## Passage to read:
How Digitalisation Has Levelled the Playing Field for Gender Equity

04/08 By IAS Team

 

Manasa Denning, Senior Director of Solutions Engineering, North America & APAC, Integral Ad Science, shares how a shift in attitudes towards the traditional 9-6 setup, brought about by the acceleration of digital transformation during the COVID-19 pandemic is helping level the playing field for women at work.

Gender equity means equivalent and fair treatment for women and men in terms of rights, benefits, obligations, and opportunities at work and in society.

McKinsey’s latest report says advancing women’s equality in the countries of Asia Pacific could add US$4.5 trillion to their collective GDP annually in 2025, a 12% increase over a business-as-usual GDP trajectory. This additional GDP would be equivalent to adding an economy the combined size of Germany and Austria each year!

Despite a lot of research and reports indicating the socio-economic benefits of diversity, equity, and inclusion (DEI) at workplaces and in societies, bridging the gap has remained a challenge.

COVID-19 changed that.

Last year saw unprecedented digital transformation that accelerated the digital economy by a decade or more. In a contactless world, the vast majority of interactions with customers and employees must take place virtually. With rare exceptions, operating digitally is the only way to stay in business through mandated shutdowns and restricted activity.

Accelerated digitisation has brought a shift in attitudes towards the traditional 9-6 setup. Work-from-home, online meetings, reduced commute, and flexible work arrangements have become mainstream work options in just a year- arrangements women in family situations had been wanting for decades.

Digital literacy and fluency have become a significant accelerator of gender equality in the workplace. Digital fluency is the extent to which people embrace and use digital technologies to become more knowledgeable, connected, and effective, which is helping to close the gender gap and level the playing field for women at work.

World Economic Forum Gender Gap 2020 report suggests that it’s going to take a whopping 99.5 years to achieve gender parity globally. However, according to the recent Accenture report, if governments and businesses can double the pace at which women become frequent users of technology, we could reach gender equality in the workplace by 2040 in developed nations and by 2060 in developing nations.

#ChooseToChallenge more women to join and successfully grow in Science, Technology, Engineering and Math (STEM) programmes. It makes business and economic sense as the world has moved towards rapid digitisation. It’s a go-digital or go-extinct mandate.

Digitisation is also the future for our defence and women across the world have made an enormous contribution to the global efforts to tackle COVID-19. Not only do women make up 70% of the world’s health workers and first responders, but women in STEM fields have also been leading research into the virus, creating trackers, and developing vaccines.

In Australia, the great thing is the government is supporting Women in STEM programs with the Women in STEM Ambassador. There are programs raising awareness among school students by working with teachers to create what she referred to as “STEM equitable classes” by removing biases and stereotypes and introducing more female role models in teaching material. There’s not going to be a quick fix but it’s become clearer that technology will pave the way for gender equity.

In my current role at IAS, I deal with technology integrations with ecosystem partners across multi-markets. The industry is moving towards rapid automation, using cutting-edge technology AI, Machine learning to create value.

The rapid technological transformation will open up a plethora of opportunities for women in STEM fields. I’m proud of our gender equity initiative at IAS. We have a population of 56% men and 44% women at all levels and we’ve challenged ourselves at IAS to reach a 50/50 ratio by the end of 2021!

## Required tasks:
A - In the article on digitalization and gender equity, what share of the world's health workers and first responders are women?
B - Please transcribe the article on digitalization and gender equity from "The rapid technological" to "end of 2021!".

## Records:
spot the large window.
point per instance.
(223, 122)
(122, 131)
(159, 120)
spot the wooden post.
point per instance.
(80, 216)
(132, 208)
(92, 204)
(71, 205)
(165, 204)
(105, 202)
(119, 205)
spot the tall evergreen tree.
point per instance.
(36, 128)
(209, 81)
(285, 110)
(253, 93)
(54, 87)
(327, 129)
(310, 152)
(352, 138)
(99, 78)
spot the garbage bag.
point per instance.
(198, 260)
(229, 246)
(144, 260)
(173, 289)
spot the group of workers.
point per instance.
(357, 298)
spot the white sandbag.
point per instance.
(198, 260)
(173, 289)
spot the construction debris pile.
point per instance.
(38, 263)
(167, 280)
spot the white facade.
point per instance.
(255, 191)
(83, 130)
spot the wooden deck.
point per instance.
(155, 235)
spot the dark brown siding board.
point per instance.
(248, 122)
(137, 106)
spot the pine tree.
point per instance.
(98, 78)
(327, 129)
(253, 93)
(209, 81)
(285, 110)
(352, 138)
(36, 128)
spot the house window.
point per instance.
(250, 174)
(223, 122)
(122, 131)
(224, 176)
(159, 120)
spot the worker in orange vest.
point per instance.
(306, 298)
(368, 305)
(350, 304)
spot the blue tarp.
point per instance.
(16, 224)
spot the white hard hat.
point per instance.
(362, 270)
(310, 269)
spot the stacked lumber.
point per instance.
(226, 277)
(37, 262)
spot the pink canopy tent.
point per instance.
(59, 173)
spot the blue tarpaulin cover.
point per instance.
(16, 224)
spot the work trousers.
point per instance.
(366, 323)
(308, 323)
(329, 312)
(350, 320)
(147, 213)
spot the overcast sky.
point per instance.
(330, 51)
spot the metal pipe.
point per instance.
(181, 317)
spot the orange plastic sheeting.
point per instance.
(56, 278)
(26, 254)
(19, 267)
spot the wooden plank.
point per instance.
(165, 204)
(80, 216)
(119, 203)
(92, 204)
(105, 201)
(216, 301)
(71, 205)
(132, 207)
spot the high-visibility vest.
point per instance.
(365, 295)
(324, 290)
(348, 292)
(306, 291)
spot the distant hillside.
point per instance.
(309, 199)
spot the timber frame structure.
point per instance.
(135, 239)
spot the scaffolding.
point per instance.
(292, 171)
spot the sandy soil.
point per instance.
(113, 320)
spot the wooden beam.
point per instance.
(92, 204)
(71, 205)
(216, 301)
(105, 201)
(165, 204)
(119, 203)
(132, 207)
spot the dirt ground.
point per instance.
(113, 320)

## Your responses:
A - 70%

B -
The rapid technological transformation will open up a plethora of opportunities for women in STEM fields. I’m proud of our gender equity initiative at IAS. We have a population of 56% men and 44% women at all levels and we’ve challenged ourselves at IAS to reach a 50/50 ratio by the end of 2021!